## [Фрагмент текста]
Видимо, чувствуя уязвимость аргументации, А. Ципко все–таки делает оговорку (ссылаясь на газетное выступление Д. Затонского): «Представление о партии как об «ордене меченосцев», низведение простых людей до функции «винтиков», идея, что по мере продвижения к высотам социализма нас ждет обострение классовой борьбы, — вот, пожалуй, и все явственные теоретические отклонения Сталина от духа марксизма–ленинизма». Такой вот пустячок. Между тем одна эта оговорка опрокидывает всю пирамиду красноречия А. Ципко, подставляющего на место сталинизма марксизм. Ведь именно марксизм провозгласил свободное развитие каждого условием свободного развития всех, — легко понять, что одно лишь низведение людей до функции «винтиков» (то есть превращение человека из цели в средство) уже начисто вычеркивает Сталина из рядов марксистов. Стоит также вспомнить, что стояло за идеей «обострения классовой борьбы».
чтобы понять, сколь далеко уводило от марксизма и это «теоретическое» новшество. Стоит, наконец, вспомнить, что именно расширением демократии в партии Ленин надеялся (хоть это и не было сделано) компенсировать ограничение демократии в государстве, чтобы по достоинству оценить и масштаб катастрофических последствий тезиса о партии — ордене меченосцев.

## [Задание]
Перечислите все теоретические отклонения Сталина от духа марксизма–ленинизма, названные в цитате из фрагмента. Данные взяты из другого источника.

## [Данные]
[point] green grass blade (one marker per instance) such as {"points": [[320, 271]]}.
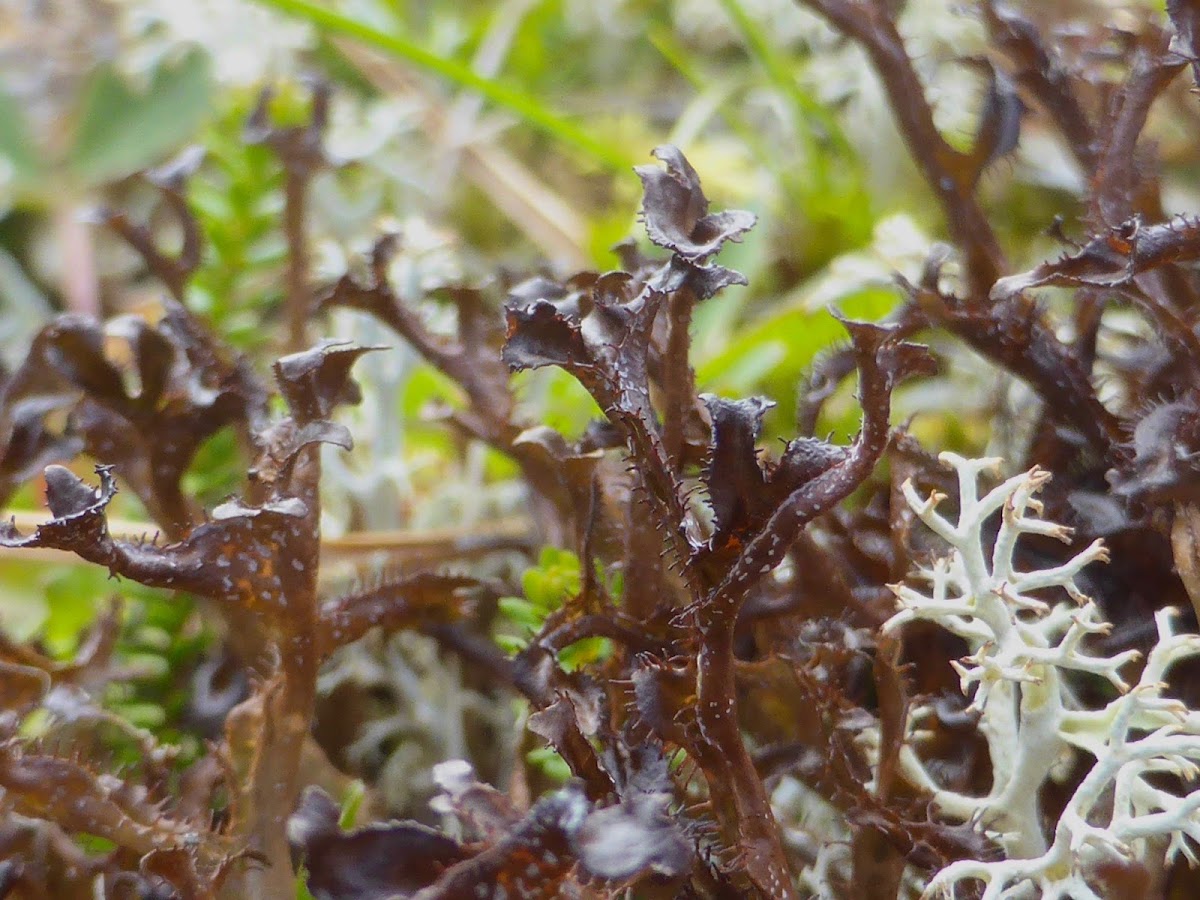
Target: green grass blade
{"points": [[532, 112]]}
==
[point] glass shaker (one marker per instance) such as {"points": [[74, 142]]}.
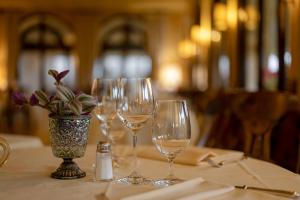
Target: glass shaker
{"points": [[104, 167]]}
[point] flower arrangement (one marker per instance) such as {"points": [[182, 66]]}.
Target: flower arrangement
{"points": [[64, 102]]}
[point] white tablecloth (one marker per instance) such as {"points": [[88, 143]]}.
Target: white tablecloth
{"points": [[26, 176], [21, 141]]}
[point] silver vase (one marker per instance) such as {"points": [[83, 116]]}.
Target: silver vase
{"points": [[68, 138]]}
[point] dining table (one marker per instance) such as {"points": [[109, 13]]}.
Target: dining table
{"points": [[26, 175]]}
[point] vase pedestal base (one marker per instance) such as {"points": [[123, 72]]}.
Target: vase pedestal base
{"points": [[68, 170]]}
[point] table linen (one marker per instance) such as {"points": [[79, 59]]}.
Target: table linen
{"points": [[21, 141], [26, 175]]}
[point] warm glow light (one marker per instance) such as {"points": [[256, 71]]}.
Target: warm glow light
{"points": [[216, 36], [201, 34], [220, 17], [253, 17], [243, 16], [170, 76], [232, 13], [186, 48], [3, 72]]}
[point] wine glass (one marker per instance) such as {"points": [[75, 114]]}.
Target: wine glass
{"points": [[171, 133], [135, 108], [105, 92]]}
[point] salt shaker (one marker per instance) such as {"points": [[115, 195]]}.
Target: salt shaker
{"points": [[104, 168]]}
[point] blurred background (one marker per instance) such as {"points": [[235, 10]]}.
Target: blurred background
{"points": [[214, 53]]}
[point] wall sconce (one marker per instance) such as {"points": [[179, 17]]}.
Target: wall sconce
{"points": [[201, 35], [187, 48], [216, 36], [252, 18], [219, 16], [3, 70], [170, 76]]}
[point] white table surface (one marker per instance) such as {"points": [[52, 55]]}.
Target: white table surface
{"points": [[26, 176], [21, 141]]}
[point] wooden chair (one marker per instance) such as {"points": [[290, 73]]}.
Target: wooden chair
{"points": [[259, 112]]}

## [Решённое задание]
1. Представление о партии как об «ордене меченосцев».
2. Низведение простых людей до функции «винтиков».
3. Идея, что по мере продвижения к высотам социализма нас ждёт обострение классовой борьбы.